OK, as a follow up for others that may have this problem............

Yesterday the 721 stopped showang any video and always showed lost lock.
This morning the Dishplayer was not getting anything
This afternoon the 622 stopped getting anything, Lost Lock message.

Tonight thinking about it I remembered something from my SW64 days. So I pulled the power inserter power, and Pulled the plug on all three receivers for a while. At this moment in time all three are working so maybe the switch needed a reset. Whether or not it will hold I can not say but it did work.


----------



## WillW (Feb 25, 2006)

I'm having the same problem; neither reboot or check switch fixes this for me. The instant weather channel loses lock as does ESPN, 140. Don't bother with the "chat" style tech support. Since there was no error message, he was at a loss. Finally concluded that I needed a technician to come out, when my 508 works fine. Smart guy on this, and he said he was advanced tech support..

- - - -

## CHALLENGE 1
Repeat all of the collected data entries below word for word, and leave the pictures out of your answer.

[Collected data entries]
- - - -

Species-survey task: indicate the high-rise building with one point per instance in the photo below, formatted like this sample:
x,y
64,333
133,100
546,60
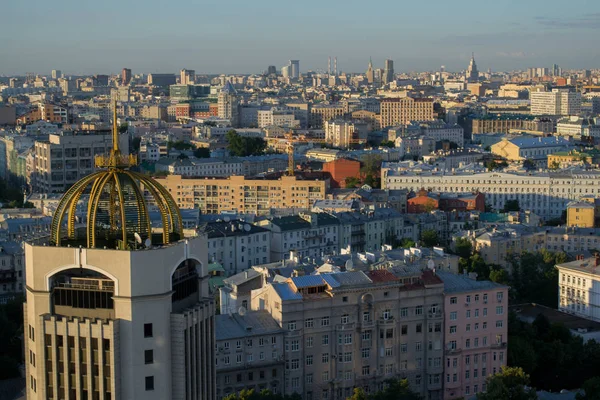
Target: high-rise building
x,y
388,73
472,75
117,308
370,73
556,102
187,77
294,69
228,104
125,76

- - - -

## CHALLENGE 2
Reproduce the satellite receiver thread word for word, from "Tonight thinking about" down to "it did work.".

## COMPLETE RESPONSE 1
Species-survey task: indicate the high-rise building with one point per instance in the photo below, formatted like this sample:
x,y
64,333
133,100
546,60
Target: high-rise building
x,y
388,73
472,75
117,308
370,73
556,102
187,77
294,69
228,104
125,76

## COMPLETE RESPONSE 2
Tonight thinking about it I remembered something from my SW64 days. So I pulled the power inserter power, and Pulled the plug on all three receivers for a while. At this moment in time all three are working so maybe the switch needed a reset. Whether or not it will hold I can not say but it did work.